→ **RECORDS FOR THIS EXERCISE**
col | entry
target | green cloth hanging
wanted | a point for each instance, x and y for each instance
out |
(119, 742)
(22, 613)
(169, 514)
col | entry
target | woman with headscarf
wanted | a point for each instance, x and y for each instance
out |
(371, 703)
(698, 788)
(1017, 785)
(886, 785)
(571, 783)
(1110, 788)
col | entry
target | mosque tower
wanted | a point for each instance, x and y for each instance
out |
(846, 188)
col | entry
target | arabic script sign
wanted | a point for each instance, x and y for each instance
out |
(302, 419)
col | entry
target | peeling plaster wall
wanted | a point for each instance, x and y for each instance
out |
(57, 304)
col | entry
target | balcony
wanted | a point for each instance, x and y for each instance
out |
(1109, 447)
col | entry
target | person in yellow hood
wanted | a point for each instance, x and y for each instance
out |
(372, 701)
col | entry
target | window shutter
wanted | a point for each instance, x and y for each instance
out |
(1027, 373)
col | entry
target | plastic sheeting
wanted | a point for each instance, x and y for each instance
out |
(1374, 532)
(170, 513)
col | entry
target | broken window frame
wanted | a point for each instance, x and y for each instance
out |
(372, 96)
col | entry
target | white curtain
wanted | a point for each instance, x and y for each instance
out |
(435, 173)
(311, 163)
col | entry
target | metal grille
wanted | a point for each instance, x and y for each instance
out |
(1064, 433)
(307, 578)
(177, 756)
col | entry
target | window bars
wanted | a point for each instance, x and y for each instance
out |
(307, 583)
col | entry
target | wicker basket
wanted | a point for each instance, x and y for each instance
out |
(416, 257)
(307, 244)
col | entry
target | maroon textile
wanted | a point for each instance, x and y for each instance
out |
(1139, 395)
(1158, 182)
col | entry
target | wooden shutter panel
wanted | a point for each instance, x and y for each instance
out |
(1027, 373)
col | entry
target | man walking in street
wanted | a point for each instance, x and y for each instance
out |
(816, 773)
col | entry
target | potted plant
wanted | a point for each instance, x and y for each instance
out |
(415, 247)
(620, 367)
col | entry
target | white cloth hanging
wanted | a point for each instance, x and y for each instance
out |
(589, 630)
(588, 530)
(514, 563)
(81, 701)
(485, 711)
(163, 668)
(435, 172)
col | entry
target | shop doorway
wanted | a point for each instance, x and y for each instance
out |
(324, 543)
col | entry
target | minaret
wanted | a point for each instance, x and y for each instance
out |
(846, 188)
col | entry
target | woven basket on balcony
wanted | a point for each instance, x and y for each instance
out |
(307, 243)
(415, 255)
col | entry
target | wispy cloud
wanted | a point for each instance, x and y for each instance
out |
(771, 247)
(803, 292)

→ **WORK INSTRUCTION**
In the records above, tally the lines where the word "window" appears, and give the number and nothing else.

→ **EXPECTED OUTPUT**
3